-- Start DOCUMENT SECTION --

Desecration is a British death metal band formed in Newport, south Wales in 1992.

Background
Formed in 1992, and releasing their first demo in 1993, the band caused controversy in 1995 when their debut album Gore and Perversion (original version on Anoxic Records) was infamously seized and incinerated by the local police due to the album's offensive content, for what they deemed to be its obscene nature, and banned upon release. The printers of the original artwork and lyrics, after taking the money for the pressing and without sending any copies to the band, sent the albums to the police authorities and were subsequently incinerated. Band members were arrested. The ensuing court case and media furore firmly established the name Desecration in the South Wales scene and beyond. The album was later released with a black cover featuring the statement "SORRY! Censored by the authorities. Original artwork can be obtained from Arctic Serenades. Send an IRC.", now out of print, by Arctic Serenades.

The album was subsequently re-recorded in 2001 and re-released on 7 April 2003 as Gore & PerVersion 2. It was re-pressed as a white disc edition, the first 50 copies have been signed and numbered by Ollie and Mic and were only available from the band.

-- End DOCUMENT SECTION --
-- Start DATA PROVIDED --

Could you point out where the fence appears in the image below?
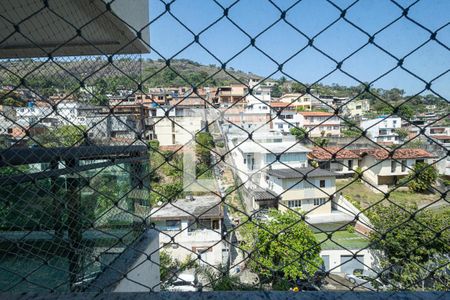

-- End DATA PROVIDED --

Reproduce the passage from the Desecration band text above that begins at the words "The album was subsequently" and stops after "from the band.".

The album was subsequently re-recorded in 2001 and re-released on 7 April 2003 as Gore & PerVersion 2. It was re-pressed as a white disc edition, the first 50 copies have been signed and numbered by Ollie and Mic and were only available from the band.